▶ **Written exercise**
Write out each of these rows again without changing a single character.

Location identification items:
== == ==

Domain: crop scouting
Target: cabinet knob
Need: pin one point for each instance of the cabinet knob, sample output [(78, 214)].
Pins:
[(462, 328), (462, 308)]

== == ==

▶ **Expected answer**
Domain: crop scouting
Target: cabinet knob
Need: pin one point for each instance of the cabinet knob, sample output [(78, 214)].
Pins:
[(462, 328), (462, 308)]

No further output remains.